## TEXT
Partha Pratim Das Mahapatra, Founder and CEO, EzeRx, a MedTech company
Policymakers should prioritise preventive health infrastructure, local manufacturing, and mass anemia reduction in the Interim Budget 2024. India has the potential to transform into a global preventive healthcare role model through strategic budgetary allocation across three key pillars: preventive screening access via decentralised medical technology, self-reliant domestic medtech capabilities, and programmes enabling mass anemia eradication.
EzeRx’s recommendations stress the acceleration of digitally-enabled screening and diagnostic devices for early disease detection, which can save countless lives and reduce the burden for individuals and the healthcare system.
By channelling funds into decentralised screening delivery models, domestic medtech manufacturing, and anemia eradication programmes in the interim budget, India can truly cementing its position as a pharmacy and medical technology innovator. Local manufacturing talent and innovation needs to be boosted in alignment with Atmanirbhar Bharat’s goals, to enhance access to world-class yet affordable indigenous medical solutions.
The Government must also put adequate investment behind national anemia reduction schemes such as Anemia Mukt Bharat’s 6-6-6 strategy across beneficiaries, interventions, and mechanisms, supplementing these large-scale efforts through sustained community engagement.

Mansi Poddar, Founder, Heal. Grow. Thrive Foundation
The government should remove or reduce the 18 percent Goods and Services Tax (GST) on mental health services. While government centers receive some relief, private practitioners are left burdened. Extending tax benefits to private practitioners is crucial, given the high operational costs for the average therapist. This adjustment would not only acknowledge the financial challenges faced by private practitioners but also contribute to making mental health services more accessible and affordable for the general public.

## REQUIRED ACTIONS
1. Reproduce the portion of the budget statements above starting with "EzeRx’s recommendations stress" and going on through "the healthcare system.".
2. List the three key pillars for budgetary allocation that the budget statements above name.

## GIVEN RECORDS
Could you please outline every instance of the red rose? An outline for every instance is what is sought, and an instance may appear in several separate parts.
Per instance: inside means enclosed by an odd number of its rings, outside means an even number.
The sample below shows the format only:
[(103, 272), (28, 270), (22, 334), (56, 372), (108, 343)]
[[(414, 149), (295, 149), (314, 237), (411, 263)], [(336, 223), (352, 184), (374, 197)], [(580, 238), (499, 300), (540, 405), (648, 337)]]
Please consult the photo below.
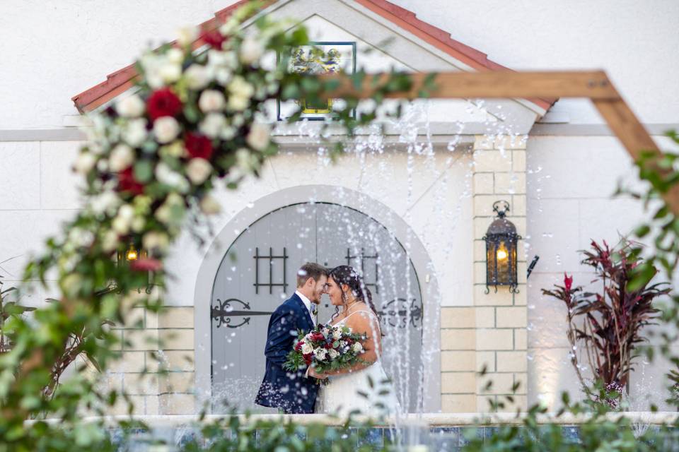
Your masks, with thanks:
[(128, 167), (118, 173), (118, 191), (129, 191), (133, 195), (144, 193), (144, 184), (134, 179), (132, 167)]
[(164, 116), (177, 116), (182, 111), (182, 101), (168, 88), (156, 90), (146, 100), (146, 109), (151, 120)]
[(218, 50), (221, 50), (221, 44), (226, 40), (226, 38), (216, 30), (204, 33), (202, 37), (203, 42)]
[(568, 275), (564, 273), (564, 287), (567, 293), (571, 292), (571, 287), (573, 287), (573, 277), (569, 278)]
[(311, 340), (325, 340), (325, 336), (323, 333), (313, 333), (311, 334)]
[(187, 152), (193, 158), (210, 160), (212, 157), (212, 141), (204, 135), (187, 133), (184, 138), (184, 145)]
[(129, 268), (136, 271), (158, 271), (163, 268), (163, 263), (158, 259), (137, 259), (132, 261)]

## OUTPUTS BY TASK
1.
EzeRx’s recommendations stress the acceleration of digitally-enabled screening and diagnostic devices for early disease detection, which can save countless lives and reduce the burden for individuals and the healthcare system.

2.
- preventive screening access via decentralised medical technology
- self-reliant domestic medtech capabilities
- programmes enabling mass anemia eradication